start GIVEN ENTRIES

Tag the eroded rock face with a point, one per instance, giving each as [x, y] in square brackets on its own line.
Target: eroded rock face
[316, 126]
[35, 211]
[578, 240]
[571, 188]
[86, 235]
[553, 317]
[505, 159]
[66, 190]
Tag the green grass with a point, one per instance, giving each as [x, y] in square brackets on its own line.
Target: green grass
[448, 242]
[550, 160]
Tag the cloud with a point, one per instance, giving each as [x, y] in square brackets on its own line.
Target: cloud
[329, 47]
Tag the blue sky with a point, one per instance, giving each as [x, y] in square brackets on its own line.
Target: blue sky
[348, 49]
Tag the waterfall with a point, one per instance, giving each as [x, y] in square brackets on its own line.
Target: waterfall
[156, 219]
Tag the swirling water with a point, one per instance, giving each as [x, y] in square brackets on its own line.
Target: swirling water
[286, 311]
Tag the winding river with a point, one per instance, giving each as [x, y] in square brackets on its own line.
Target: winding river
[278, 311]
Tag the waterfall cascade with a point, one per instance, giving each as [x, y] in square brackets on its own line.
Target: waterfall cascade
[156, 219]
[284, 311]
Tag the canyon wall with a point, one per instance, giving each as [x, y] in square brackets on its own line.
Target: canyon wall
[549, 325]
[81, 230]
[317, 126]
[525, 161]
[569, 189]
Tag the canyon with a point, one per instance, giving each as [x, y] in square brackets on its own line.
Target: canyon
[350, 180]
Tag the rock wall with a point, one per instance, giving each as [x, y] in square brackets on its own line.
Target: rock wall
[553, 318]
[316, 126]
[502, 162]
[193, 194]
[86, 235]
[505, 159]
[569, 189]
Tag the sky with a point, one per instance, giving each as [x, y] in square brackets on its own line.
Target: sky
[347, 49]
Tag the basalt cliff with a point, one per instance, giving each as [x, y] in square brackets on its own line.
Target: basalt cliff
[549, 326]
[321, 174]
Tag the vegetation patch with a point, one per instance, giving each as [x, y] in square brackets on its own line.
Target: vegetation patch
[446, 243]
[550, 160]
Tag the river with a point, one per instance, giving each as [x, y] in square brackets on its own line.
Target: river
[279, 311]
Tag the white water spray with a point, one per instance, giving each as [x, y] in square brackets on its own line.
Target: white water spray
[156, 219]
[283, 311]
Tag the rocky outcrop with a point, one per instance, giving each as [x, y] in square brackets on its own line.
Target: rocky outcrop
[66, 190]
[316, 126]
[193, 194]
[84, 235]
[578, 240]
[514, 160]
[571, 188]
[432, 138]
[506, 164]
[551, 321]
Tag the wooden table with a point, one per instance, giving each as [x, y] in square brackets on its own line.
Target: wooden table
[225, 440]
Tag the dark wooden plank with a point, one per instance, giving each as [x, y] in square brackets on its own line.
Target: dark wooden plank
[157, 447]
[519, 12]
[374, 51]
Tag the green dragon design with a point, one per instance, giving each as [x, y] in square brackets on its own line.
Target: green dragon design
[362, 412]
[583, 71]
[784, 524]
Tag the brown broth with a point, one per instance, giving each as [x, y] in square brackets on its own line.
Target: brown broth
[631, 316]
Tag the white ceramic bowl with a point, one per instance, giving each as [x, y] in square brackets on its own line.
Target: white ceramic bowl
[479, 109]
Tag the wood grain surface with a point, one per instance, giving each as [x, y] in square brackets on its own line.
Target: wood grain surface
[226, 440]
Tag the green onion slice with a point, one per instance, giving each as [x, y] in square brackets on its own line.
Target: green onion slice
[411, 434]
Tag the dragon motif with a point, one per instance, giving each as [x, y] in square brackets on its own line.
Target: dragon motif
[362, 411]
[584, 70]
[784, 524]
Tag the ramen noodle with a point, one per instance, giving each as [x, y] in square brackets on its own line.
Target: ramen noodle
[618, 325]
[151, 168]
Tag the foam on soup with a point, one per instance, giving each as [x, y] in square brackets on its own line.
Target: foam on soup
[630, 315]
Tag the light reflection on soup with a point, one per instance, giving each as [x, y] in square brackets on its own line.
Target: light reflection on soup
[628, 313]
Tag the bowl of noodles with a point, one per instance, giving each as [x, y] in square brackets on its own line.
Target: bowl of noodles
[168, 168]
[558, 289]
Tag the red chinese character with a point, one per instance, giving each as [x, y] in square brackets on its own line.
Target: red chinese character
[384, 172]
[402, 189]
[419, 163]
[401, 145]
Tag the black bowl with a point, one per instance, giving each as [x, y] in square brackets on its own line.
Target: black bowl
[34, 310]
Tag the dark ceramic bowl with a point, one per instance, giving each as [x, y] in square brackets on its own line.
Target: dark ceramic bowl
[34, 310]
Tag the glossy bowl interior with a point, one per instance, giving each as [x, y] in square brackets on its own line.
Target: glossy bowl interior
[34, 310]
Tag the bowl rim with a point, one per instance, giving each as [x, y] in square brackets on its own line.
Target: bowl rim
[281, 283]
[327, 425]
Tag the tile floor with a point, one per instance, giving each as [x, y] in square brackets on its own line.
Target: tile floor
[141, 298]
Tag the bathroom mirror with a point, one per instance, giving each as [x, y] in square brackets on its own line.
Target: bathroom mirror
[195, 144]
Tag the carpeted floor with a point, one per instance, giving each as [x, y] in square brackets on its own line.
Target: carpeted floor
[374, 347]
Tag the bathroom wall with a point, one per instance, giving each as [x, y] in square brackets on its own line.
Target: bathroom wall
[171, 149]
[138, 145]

end GIVEN ENTRIES

• **TASK TO CARRY OUT**
Reproduce the data in full, exactly as presented.

• **SOLUTION TO THE EXERCISE**
Tag the eroded rock face with a point, one per instance, giving each as [x, y] in square brackets on its own line.
Target: eroded rock face
[316, 126]
[35, 211]
[578, 240]
[571, 188]
[86, 235]
[553, 317]
[505, 159]
[66, 190]
Tag the green grass with a point, one per instance, giving each as [x, y] in square brackets on its own line.
Target: green grass
[448, 242]
[550, 160]
Tag the cloud with a point, one per instance, giving each as [x, y] in square brackets on its own line.
Target: cloud
[329, 47]
Tag the blue sky with a point, one per instance, giving each as [x, y] in square brackets on its own line.
Target: blue sky
[348, 49]
Tag the waterfall with a point, one per instance, giving each as [x, y] in square brackets on its own line.
Target: waterfall
[156, 219]
Tag the swirling water with a point, one per instance, giving each as [x, y] in square brackets on its own line.
Target: swirling water
[286, 311]
Tag the winding river with a point, one per instance, giving each as [x, y] in square brackets on its own line.
Target: winding river
[278, 311]
Tag the waterfall cascade with a point, one per instance, giving each as [x, y] in square brackets on its own line.
Target: waterfall cascade
[156, 219]
[284, 311]
Tag the canyon wall with a point, one per instance, giving each as [x, y] in square brackets on its own line.
Target: canyon wall
[549, 325]
[81, 230]
[317, 126]
[525, 161]
[569, 189]
Tag the canyon with a point, one per instance, giving each as [x, y] in square brackets on its own line.
Target: canyon
[350, 180]
Tag the rock wall with a point, one per instance, giving each as [x, y] in square brackets on its own line.
Target: rock wall
[553, 318]
[316, 126]
[502, 162]
[193, 194]
[86, 235]
[505, 159]
[569, 189]
Tag the sky with a point, one per instance, giving each as [x, y] in square brackets on its own line.
Target: sky
[347, 49]
Tag the basalt cliff with a point, one per instance, giving each as [x, y] in square brackets on its own line.
Target: basalt cliff
[549, 326]
[321, 174]
Tag the vegetation patch with a point, one per instance, giving each as [x, y] in square brackets on its own line.
Target: vegetation patch
[446, 243]
[550, 160]
Tag the river with a point, one per instance, giving each as [x, y] in square brackets on its own line.
Target: river
[279, 311]
Tag the white water spray with a point, one per instance, giving each as [x, y] in square brackets on its own line.
Target: white water spray
[156, 219]
[283, 311]
Tag the rocky outcrop with a point, one per instance, giving each as [x, y] in square brackets on its own line.
Target: rocky outcrop
[66, 190]
[316, 126]
[193, 194]
[84, 235]
[578, 240]
[514, 160]
[571, 188]
[432, 138]
[506, 164]
[551, 321]
Tag the wooden table with a point, one per instance, giving each as [x, y] in square brackets on its own line.
Target: wooden table
[225, 440]
Tag the dark wooden plank with a point, one per instance, giving each as [x, y] in square brackets on its own line.
Target: dark wooden plank
[157, 447]
[519, 12]
[374, 51]
Tag the green dragon design with a point, one per instance, giving each as [x, y] in square brackets on its own line.
Target: green dragon design
[362, 412]
[583, 71]
[784, 524]
Tag the brown broth with a point, one per instance, giving each as [x, y] in square brackets on its own line.
Target: brown broth
[631, 316]
Tag the white ceramic bowl with a point, one per instance, giving each as [x, y] in square brackets on its own line.
Target: white ceramic bowl
[479, 109]
Tag the wood grain surface with a point, one per instance, giving each as [x, y] in square brackets on its own line.
Target: wood grain surface
[226, 440]
Tag the green onion slice with a point, one per instance, giving each as [x, y] in square brackets on its own line.
Target: green onion slice
[411, 434]
Tag the dragon motif with a point, one per instance, giving each as [x, y] in square brackets on its own line.
Target: dragon motif
[362, 411]
[584, 70]
[784, 524]
Tag the ramen noodle with a point, one per instance, giving each as [x, y] in square brackets on its own line.
Target: ramen noodle
[618, 325]
[151, 168]
Tag the foam on soup with a point, one per instance, giving each as [x, y] in square brackets on its own line.
Target: foam on soup
[630, 315]
Tag the light reflection on soup with a point, one per instance, giving each as [x, y] in square brackets on its own line.
Target: light reflection on soup
[628, 313]
Tag the bowl of noodles with a point, one per instance, giving each as [x, y] in square brackets on its own line.
Target: bowl of noodles
[168, 168]
[558, 289]
Tag the red chinese character with a point, one per instance, giving each as [x, y] in square brackets on its own line.
Target: red chinese character
[384, 172]
[402, 189]
[419, 163]
[401, 145]
Tag the black bowl with a point, one per instance, giving each as [x, y] in square brackets on its own line.
Target: black bowl
[34, 310]
Tag the dark ceramic bowl with a point, one per instance, giving each as [x, y] in square brackets on its own line.
Target: dark ceramic bowl
[34, 310]
Tag the glossy bowl interior with a point, one per instance, giving each as [x, y] in square brackets on its own line.
Target: glossy bowl interior
[34, 310]
Tag the bowl rim with a point, one per instance, giving each as [x, y] in square brackets on its own line.
Target: bowl rim
[281, 283]
[327, 425]
Tag the tile floor with a point, one per instance, giving each as [x, y] in square brackets on its own line.
Target: tile floor
[141, 298]
Tag the bathroom mirror with a point, one per instance, giving each as [x, y] in square brackets on its own line.
Target: bathroom mirror
[195, 144]
Tag the carpeted floor with a point, one per instance, giving each as [x, y] in square brackets on its own line.
Target: carpeted floor
[374, 347]
Tag the bathroom wall with a point, one per instance, giving each as [x, y] in square brackets on its own line.
Target: bathroom wall
[171, 149]
[138, 145]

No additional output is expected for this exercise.